======== Data for the task ========

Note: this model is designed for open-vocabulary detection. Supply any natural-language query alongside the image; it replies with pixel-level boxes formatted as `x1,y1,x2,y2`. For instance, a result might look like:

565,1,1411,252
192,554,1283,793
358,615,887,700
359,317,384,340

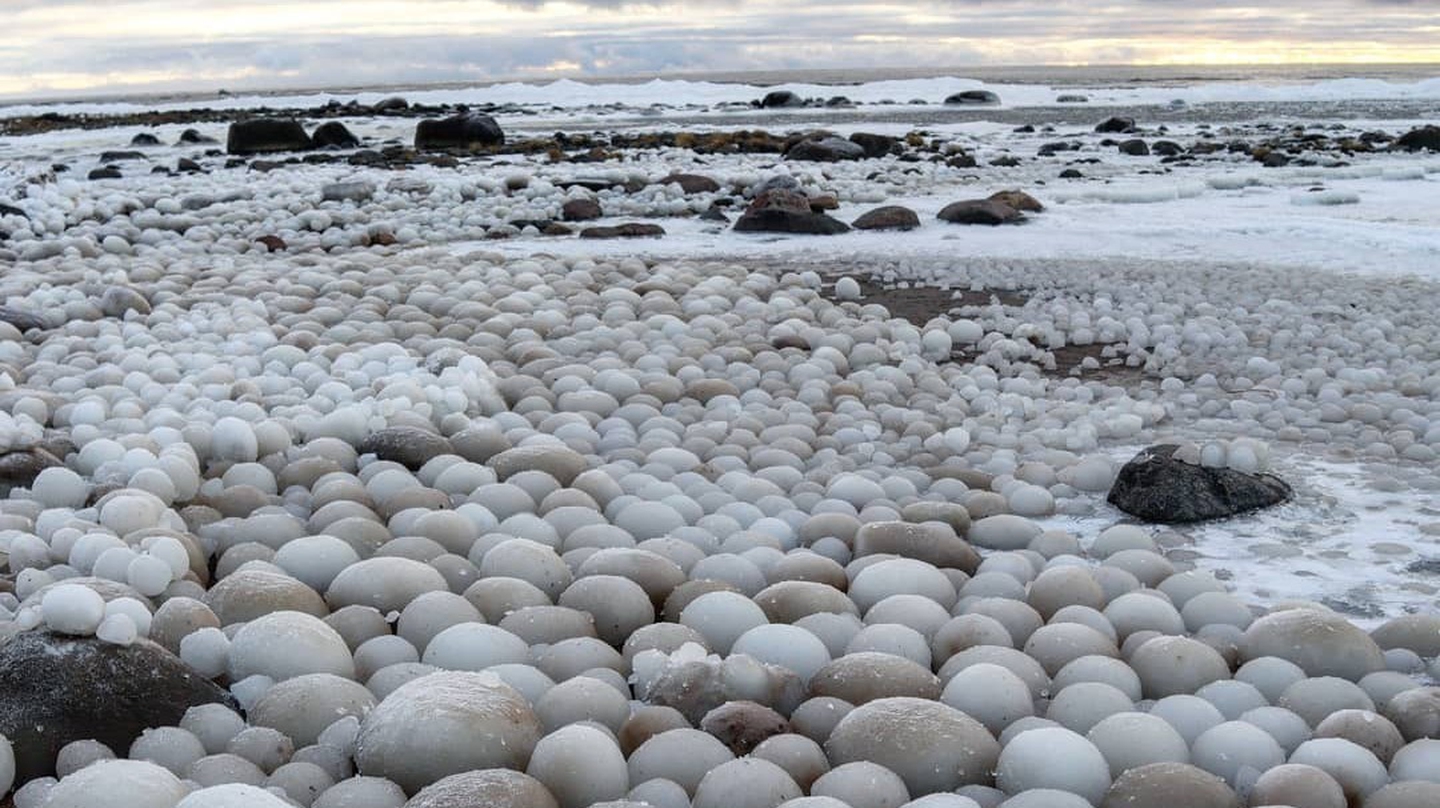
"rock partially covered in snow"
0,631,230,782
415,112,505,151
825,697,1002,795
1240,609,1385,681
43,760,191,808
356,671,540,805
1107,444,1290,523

========
======== Data for the task ========

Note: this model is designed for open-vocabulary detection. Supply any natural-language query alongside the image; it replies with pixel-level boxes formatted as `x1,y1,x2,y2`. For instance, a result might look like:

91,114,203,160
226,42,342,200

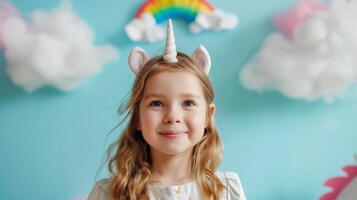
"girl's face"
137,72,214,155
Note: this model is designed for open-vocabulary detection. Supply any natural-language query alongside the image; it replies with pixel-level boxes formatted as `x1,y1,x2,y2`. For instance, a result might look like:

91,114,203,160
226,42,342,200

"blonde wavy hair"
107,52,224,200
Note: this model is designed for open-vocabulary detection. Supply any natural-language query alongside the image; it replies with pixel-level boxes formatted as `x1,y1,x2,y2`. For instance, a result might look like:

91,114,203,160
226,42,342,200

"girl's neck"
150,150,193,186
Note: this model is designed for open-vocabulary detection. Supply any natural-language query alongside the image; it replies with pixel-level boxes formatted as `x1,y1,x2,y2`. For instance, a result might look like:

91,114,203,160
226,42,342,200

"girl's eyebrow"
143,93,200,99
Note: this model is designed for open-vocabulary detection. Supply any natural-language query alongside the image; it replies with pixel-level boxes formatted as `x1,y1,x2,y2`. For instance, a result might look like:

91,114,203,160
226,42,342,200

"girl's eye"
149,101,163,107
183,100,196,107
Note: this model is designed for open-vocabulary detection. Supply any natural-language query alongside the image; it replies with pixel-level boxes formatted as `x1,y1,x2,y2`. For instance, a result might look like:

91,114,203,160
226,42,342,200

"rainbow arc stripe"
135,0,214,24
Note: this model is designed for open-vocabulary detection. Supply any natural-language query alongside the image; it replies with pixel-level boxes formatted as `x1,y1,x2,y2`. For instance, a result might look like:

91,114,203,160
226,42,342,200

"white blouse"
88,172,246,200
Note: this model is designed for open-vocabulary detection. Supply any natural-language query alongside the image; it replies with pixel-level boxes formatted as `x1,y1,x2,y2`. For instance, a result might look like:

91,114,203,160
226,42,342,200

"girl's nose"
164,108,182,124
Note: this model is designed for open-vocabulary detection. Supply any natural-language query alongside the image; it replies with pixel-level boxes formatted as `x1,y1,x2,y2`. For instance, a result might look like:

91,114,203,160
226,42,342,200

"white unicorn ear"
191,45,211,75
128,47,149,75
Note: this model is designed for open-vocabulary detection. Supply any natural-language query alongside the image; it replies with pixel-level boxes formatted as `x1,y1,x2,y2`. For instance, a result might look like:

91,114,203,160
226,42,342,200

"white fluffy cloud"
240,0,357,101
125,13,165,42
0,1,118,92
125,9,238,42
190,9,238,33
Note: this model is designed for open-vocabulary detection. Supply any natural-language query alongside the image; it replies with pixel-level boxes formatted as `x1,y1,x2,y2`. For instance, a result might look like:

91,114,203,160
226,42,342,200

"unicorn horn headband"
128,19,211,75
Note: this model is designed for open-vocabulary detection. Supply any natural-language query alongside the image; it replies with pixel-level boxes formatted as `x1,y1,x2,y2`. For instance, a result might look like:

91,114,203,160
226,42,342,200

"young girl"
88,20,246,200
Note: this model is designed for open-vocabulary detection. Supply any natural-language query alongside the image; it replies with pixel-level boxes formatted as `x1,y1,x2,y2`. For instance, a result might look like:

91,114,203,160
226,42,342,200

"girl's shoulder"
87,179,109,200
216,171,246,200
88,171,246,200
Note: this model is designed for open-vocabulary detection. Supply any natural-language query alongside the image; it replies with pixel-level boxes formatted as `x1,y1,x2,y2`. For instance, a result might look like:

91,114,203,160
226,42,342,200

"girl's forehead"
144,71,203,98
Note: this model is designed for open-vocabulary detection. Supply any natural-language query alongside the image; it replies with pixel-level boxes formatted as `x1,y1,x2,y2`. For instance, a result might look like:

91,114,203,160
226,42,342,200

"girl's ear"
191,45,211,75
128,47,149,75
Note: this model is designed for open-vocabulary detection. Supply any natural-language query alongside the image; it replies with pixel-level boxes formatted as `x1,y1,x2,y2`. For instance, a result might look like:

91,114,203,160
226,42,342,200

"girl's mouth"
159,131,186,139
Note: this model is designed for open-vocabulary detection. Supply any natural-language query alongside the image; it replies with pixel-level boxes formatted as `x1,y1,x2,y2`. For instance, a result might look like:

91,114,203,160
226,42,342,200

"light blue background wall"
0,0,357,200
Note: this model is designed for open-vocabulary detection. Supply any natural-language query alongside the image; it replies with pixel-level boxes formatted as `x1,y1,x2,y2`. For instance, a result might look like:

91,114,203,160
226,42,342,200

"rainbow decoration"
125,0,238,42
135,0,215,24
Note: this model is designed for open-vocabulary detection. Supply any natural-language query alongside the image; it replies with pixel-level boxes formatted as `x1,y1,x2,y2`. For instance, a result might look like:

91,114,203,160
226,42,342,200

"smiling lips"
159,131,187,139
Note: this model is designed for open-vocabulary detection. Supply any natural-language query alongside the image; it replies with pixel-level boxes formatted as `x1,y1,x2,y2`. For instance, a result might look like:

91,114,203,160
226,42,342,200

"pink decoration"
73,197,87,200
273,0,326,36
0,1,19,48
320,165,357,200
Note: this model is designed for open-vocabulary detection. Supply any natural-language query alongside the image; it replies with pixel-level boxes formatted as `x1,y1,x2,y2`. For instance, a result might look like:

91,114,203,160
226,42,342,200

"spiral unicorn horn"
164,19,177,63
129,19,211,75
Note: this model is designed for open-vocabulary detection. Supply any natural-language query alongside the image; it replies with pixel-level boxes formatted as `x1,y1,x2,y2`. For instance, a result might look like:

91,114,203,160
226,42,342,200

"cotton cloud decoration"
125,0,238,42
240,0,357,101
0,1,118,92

========

### Objective
How many lines of the data above contain the word "girl"? Reply with the number only.

### Solution
10